[ASSIGNMENT] In the listing below, a line holding "serrated leaf at" and a line holding "reaching the right" mark the range. Retype both exactly, with all lines between them.

[DATA FOR THIS EXERCISE]
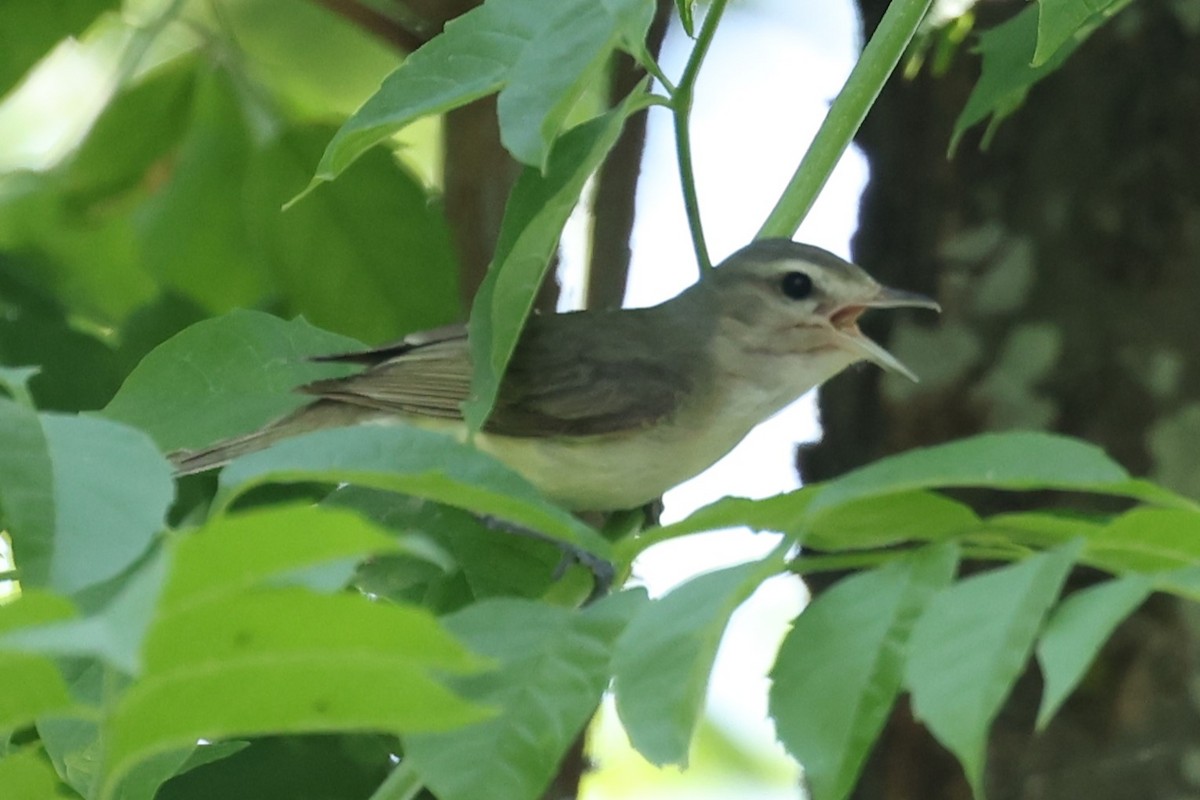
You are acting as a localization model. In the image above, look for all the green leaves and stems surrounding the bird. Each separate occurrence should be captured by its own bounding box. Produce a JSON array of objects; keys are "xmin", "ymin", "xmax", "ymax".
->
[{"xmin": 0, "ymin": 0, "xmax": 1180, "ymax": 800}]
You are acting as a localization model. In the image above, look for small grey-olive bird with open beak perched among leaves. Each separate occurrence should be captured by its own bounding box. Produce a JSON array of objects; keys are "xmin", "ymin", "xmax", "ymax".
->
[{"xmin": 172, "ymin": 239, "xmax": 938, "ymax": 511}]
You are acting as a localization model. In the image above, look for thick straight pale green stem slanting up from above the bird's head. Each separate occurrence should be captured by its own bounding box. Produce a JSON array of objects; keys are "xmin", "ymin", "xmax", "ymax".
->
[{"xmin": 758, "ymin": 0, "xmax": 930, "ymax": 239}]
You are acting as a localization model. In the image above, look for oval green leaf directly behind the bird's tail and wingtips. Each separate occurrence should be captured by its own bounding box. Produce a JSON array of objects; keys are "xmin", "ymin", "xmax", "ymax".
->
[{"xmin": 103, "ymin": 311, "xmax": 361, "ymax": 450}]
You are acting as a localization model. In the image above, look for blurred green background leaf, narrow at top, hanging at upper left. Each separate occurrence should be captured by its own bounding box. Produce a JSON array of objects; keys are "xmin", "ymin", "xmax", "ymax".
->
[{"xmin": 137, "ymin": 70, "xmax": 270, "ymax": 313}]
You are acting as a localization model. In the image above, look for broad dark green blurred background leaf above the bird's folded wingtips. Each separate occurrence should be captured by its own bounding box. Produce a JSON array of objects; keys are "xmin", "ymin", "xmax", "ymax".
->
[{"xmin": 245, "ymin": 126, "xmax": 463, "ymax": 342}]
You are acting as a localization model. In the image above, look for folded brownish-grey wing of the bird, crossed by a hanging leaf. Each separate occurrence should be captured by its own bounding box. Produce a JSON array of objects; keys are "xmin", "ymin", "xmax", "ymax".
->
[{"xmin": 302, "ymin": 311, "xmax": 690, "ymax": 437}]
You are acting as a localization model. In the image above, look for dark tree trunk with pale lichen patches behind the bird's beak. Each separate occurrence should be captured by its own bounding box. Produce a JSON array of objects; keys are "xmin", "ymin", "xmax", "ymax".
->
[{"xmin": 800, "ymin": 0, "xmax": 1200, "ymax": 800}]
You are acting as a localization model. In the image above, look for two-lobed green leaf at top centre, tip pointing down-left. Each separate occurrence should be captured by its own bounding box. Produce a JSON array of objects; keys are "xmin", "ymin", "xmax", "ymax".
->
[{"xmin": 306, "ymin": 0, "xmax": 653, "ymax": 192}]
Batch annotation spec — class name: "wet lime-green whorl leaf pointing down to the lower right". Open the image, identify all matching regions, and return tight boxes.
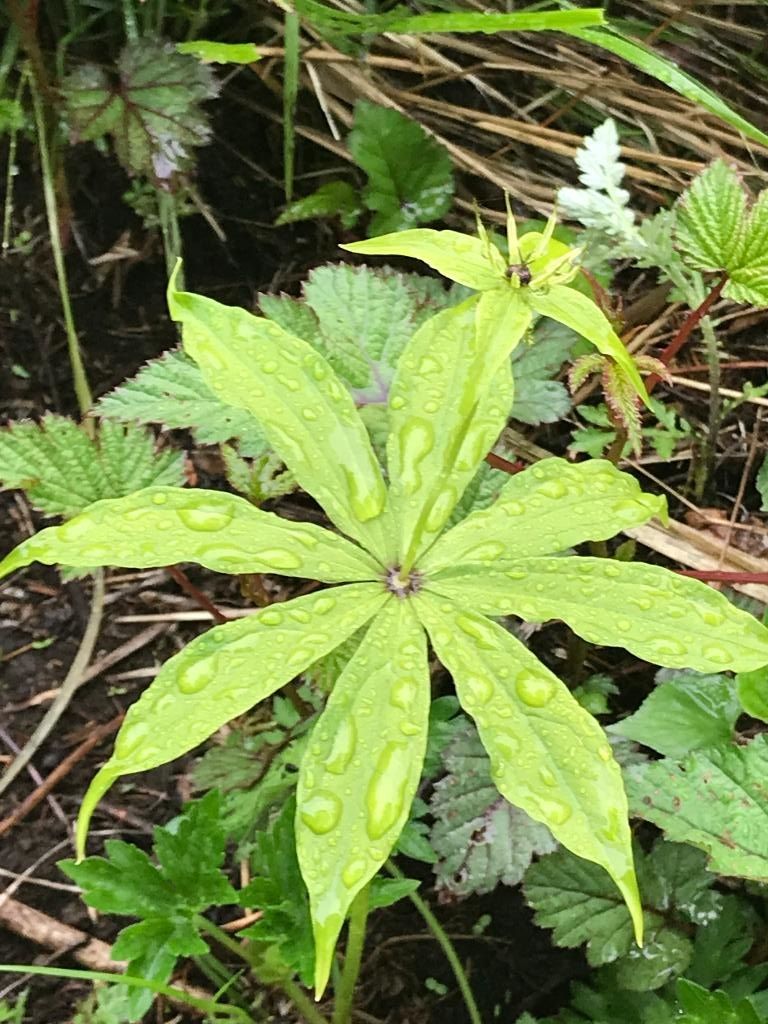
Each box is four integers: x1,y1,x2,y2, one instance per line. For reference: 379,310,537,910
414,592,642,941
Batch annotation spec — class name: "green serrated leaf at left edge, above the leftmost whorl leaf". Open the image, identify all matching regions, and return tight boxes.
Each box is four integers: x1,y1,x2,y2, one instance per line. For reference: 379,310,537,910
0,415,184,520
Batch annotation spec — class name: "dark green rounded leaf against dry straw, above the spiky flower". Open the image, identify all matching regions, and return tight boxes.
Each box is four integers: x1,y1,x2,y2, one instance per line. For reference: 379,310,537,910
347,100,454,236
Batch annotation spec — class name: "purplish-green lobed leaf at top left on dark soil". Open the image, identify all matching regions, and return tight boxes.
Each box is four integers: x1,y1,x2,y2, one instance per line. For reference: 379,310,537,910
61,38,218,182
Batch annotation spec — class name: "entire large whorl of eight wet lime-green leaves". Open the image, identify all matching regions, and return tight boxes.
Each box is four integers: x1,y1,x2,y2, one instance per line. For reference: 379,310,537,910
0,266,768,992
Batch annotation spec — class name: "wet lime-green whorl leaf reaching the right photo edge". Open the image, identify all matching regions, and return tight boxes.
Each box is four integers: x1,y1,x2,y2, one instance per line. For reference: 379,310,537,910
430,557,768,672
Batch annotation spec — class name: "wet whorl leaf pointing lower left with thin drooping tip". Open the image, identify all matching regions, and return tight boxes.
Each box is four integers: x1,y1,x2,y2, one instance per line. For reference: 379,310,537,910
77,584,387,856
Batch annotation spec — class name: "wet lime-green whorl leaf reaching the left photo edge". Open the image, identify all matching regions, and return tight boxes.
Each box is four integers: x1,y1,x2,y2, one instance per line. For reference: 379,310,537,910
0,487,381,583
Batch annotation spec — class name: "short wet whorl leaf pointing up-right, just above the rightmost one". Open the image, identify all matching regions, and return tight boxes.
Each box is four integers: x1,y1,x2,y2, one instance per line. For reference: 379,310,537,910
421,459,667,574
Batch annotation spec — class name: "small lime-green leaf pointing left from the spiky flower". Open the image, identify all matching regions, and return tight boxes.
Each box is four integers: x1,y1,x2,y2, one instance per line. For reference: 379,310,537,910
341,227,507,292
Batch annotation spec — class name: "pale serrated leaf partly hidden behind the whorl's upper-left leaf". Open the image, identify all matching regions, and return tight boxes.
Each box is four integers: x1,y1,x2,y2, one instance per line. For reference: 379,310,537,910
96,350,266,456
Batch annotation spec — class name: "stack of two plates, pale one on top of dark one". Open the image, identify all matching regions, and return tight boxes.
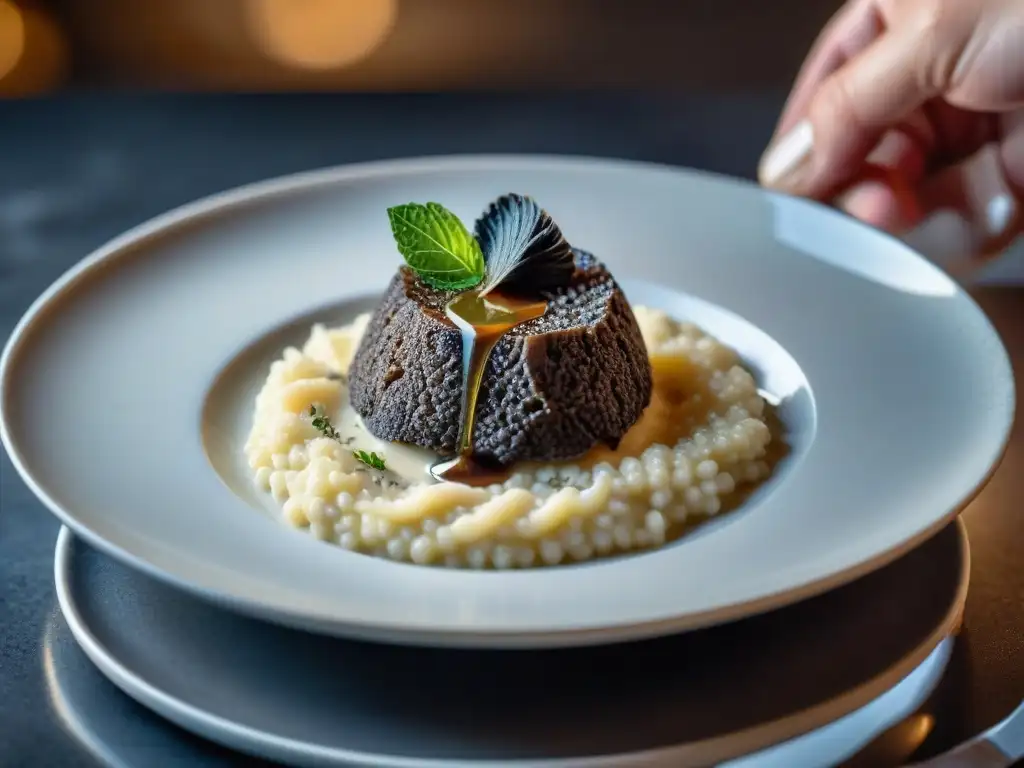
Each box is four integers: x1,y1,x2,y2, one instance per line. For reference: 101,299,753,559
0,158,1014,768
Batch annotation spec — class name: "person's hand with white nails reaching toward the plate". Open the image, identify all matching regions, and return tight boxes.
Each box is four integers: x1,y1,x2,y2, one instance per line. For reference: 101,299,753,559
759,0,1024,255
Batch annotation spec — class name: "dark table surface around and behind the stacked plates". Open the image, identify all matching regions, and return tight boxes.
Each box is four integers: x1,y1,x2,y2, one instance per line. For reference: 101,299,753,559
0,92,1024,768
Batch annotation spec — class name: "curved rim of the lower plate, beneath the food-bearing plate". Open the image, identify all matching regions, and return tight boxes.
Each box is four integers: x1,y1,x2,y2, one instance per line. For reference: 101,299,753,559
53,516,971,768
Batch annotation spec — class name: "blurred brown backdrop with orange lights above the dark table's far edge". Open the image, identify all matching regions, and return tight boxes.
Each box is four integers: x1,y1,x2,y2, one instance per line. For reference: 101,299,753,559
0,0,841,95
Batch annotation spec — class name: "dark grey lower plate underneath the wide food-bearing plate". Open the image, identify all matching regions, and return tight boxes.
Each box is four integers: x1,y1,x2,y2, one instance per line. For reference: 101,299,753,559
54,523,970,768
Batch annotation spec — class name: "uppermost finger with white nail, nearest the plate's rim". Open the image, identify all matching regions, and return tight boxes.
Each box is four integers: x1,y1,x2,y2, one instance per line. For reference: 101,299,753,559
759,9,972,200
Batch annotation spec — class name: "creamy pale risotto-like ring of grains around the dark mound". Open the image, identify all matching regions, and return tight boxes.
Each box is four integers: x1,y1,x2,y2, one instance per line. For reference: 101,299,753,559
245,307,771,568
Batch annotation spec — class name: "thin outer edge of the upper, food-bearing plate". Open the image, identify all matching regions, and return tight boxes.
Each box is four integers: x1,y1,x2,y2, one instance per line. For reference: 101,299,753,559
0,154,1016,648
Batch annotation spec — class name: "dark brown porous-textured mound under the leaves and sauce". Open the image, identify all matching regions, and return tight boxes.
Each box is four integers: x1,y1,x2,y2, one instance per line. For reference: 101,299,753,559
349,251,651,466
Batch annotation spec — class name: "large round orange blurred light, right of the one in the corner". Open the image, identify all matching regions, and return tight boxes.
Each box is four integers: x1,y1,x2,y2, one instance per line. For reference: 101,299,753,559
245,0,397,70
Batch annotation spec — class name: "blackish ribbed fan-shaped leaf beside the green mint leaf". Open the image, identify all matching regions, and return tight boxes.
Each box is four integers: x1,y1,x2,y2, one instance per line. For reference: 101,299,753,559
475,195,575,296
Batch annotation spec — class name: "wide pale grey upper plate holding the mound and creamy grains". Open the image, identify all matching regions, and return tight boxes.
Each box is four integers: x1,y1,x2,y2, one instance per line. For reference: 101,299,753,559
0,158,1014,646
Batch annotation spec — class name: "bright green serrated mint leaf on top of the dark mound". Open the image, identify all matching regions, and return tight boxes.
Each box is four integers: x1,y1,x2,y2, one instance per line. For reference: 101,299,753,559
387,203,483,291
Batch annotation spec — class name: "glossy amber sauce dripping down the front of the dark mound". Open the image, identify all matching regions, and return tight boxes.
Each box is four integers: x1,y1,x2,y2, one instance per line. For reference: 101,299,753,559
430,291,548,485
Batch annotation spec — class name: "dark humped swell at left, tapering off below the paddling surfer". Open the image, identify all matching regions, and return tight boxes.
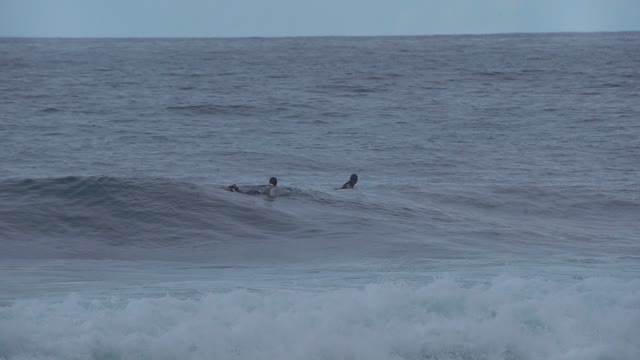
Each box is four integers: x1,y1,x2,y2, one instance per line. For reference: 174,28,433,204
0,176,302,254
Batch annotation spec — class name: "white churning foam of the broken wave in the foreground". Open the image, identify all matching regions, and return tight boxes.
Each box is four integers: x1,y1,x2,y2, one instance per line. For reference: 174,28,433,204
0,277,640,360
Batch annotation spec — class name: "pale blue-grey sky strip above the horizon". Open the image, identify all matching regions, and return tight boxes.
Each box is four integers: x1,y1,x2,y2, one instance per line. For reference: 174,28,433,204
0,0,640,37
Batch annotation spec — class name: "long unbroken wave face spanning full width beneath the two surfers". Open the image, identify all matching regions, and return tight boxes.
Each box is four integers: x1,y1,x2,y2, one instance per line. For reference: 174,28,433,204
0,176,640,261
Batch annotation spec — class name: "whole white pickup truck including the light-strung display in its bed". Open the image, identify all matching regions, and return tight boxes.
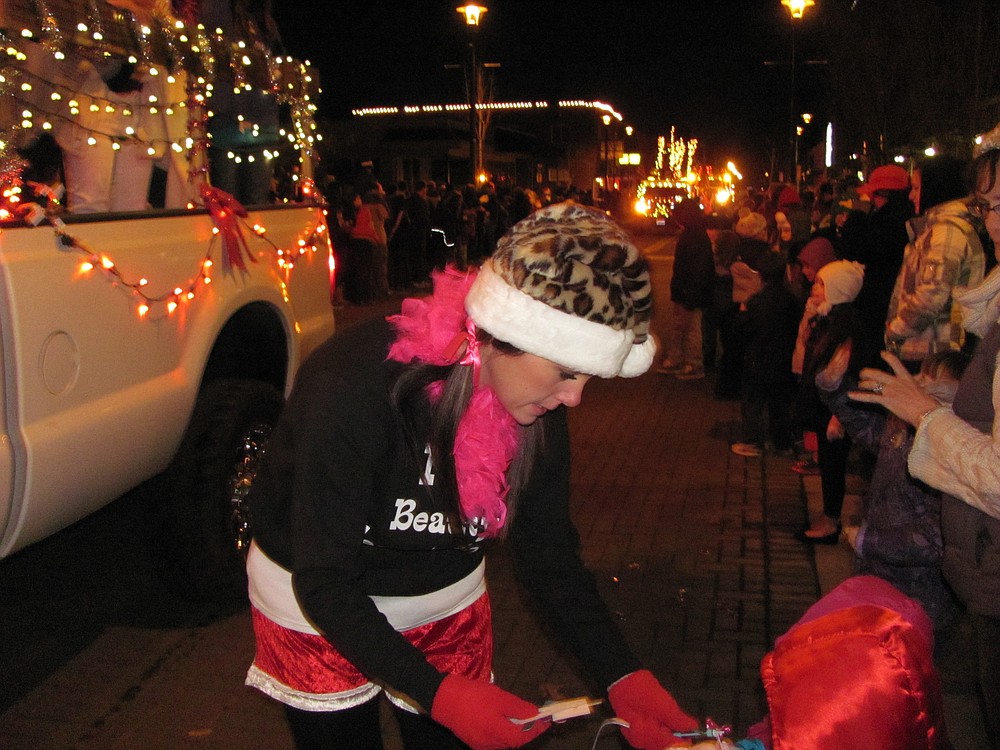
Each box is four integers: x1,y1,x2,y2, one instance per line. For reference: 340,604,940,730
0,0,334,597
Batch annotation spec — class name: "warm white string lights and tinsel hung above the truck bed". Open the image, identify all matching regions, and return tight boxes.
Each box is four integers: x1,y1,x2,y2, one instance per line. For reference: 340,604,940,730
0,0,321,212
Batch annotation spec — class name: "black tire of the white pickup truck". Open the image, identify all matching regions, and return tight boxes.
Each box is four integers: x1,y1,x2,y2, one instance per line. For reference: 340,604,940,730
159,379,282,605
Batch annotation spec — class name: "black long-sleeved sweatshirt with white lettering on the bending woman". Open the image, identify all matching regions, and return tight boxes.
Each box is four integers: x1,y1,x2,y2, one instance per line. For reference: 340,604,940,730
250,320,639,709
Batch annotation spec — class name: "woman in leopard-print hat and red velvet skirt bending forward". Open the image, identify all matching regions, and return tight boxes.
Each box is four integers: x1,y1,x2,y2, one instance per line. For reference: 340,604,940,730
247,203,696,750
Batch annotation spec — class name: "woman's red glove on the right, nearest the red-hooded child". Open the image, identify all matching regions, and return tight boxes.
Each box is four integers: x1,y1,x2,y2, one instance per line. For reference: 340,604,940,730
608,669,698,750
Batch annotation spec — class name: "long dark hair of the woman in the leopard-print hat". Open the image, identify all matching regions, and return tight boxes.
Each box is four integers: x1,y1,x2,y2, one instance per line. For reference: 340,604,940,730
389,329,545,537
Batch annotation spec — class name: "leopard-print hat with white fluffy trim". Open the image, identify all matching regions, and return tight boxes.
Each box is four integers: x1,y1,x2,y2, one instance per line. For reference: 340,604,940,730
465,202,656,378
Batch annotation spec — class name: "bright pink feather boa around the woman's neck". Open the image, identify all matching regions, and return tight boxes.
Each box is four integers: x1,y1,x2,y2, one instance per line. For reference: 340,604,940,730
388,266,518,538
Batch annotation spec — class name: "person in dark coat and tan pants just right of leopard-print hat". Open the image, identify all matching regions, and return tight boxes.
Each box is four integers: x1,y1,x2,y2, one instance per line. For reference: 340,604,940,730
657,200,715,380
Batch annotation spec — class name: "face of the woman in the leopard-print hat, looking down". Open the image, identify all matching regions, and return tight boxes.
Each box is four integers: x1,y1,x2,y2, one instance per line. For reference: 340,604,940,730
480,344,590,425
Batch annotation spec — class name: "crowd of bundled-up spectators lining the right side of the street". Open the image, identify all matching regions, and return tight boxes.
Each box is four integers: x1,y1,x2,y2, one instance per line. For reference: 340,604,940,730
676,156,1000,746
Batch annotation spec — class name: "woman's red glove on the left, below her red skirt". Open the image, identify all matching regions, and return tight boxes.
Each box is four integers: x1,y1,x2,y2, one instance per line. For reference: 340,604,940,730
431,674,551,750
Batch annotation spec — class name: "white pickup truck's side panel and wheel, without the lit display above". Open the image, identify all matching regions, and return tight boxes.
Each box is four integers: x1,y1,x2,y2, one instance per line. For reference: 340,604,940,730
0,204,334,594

[EXPECTED ANSWER]
Batch annotation spec — class name: "green serrated leaf at left edge, above the leftmost whorl leaf". Open the image, identify all matching regions, and return tight boxes.
Each box is four integers: x1,y1,x2,y2, one instance per line. For reference: 379,310,537,910
0,415,184,520
Batch annotation spec — class name: "dark green rounded leaf against dry straw, above the spiky flower". Open the image, identify all matching regions, and return tight boxes.
Each box is four integers: x1,y1,x2,y2, one instance per line. For reference: 379,310,537,910
347,100,454,236
Batch annotation spec — class name: "purplish-green lobed leaf at top left on dark soil". Open the image, identify all matching regions, and return tight boxes.
Each box is four integers: x1,y1,x2,y2, one instance per line. For reference: 379,310,537,910
61,38,218,182
Batch annotation spec — class name: "entire large whorl of eight wet lime-green leaves". Open the image, identify all matching regions, and return tight boxes.
Each box is four integers: x1,y1,x2,y2, one instance per line. For reference: 379,310,537,910
0,266,768,992
Batch annotation spec — class name: "wet lime-green whorl leaf reaching the right photo edge". Open the image, identify all matching regions, and return tight boxes.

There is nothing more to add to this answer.